**WHAT THE EXERCISE ASKS:** Please work out how many lines include the word "leaf" in the entries, and reply with only the count.

**INFORMATION PROVIDED:**
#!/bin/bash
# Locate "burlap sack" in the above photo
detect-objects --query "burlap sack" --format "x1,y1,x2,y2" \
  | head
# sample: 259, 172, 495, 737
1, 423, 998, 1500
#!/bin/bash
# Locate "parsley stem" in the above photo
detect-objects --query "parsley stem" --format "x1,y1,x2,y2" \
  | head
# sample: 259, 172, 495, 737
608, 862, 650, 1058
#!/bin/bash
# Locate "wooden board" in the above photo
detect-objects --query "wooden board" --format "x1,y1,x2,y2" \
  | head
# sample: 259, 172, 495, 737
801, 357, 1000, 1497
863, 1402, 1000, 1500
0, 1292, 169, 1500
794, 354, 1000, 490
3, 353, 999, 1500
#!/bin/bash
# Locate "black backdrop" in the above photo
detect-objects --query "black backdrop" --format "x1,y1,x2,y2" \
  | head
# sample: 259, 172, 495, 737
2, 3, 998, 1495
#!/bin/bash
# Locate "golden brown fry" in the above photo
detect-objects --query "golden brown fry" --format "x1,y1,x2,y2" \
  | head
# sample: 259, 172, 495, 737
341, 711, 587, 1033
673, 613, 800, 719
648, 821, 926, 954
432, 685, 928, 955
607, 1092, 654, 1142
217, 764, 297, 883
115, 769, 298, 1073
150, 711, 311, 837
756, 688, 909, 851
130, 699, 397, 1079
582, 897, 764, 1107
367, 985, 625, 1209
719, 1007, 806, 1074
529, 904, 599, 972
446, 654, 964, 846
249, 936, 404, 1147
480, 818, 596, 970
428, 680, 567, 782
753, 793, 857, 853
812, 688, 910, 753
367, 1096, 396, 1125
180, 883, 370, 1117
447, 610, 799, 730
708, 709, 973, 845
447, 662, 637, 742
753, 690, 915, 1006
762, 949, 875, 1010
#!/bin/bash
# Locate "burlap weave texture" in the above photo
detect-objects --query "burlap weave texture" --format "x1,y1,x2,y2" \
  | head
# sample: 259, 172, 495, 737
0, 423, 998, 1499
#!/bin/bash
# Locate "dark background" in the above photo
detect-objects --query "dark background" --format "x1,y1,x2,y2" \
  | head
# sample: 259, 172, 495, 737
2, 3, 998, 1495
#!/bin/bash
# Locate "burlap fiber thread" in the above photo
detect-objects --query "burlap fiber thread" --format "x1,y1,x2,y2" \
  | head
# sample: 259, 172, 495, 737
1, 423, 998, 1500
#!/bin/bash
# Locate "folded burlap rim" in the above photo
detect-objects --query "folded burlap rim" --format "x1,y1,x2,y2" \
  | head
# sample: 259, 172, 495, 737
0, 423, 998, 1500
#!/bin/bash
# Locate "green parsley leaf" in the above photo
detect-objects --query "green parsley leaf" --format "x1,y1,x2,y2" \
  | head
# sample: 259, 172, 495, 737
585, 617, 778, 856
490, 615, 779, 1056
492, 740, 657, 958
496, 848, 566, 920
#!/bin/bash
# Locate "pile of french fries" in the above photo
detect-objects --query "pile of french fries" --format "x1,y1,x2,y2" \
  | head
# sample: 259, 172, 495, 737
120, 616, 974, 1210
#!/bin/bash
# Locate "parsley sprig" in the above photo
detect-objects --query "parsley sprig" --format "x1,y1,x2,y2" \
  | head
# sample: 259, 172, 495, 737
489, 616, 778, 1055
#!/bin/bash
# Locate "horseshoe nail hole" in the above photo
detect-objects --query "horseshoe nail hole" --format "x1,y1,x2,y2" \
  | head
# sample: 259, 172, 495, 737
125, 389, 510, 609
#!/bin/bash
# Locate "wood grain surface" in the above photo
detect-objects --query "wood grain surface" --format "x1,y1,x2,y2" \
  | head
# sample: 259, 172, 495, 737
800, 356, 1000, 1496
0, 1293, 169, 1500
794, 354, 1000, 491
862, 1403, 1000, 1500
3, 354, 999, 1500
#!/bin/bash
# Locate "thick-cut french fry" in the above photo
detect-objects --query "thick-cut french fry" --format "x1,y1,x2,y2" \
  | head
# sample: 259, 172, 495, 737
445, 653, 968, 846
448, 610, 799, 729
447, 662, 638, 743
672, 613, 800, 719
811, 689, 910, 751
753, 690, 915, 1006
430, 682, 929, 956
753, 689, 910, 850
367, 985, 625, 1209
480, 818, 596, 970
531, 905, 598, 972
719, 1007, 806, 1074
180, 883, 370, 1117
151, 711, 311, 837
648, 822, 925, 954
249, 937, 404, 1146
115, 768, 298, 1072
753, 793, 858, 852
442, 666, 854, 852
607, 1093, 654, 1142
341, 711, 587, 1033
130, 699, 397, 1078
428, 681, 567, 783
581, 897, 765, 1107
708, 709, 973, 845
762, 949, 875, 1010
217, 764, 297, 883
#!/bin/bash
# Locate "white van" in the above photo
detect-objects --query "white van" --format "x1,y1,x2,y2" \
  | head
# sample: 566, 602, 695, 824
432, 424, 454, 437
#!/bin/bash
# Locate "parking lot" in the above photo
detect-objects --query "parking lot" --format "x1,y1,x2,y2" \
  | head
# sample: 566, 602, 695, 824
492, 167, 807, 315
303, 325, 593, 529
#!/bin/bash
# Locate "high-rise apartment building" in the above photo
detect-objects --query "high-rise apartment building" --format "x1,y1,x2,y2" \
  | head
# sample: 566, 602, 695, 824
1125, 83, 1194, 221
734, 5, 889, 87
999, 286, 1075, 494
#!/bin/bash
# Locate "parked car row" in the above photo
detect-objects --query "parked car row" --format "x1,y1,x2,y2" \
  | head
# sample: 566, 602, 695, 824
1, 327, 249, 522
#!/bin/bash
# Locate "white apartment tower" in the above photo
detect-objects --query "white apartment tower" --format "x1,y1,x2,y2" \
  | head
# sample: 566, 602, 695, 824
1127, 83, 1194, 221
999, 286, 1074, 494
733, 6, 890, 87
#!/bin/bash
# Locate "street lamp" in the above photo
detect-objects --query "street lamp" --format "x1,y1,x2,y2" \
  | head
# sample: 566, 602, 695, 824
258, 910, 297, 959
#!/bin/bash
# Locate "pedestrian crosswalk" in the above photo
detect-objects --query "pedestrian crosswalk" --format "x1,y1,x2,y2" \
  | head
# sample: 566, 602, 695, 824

**THE COMPLETED TASK:** 2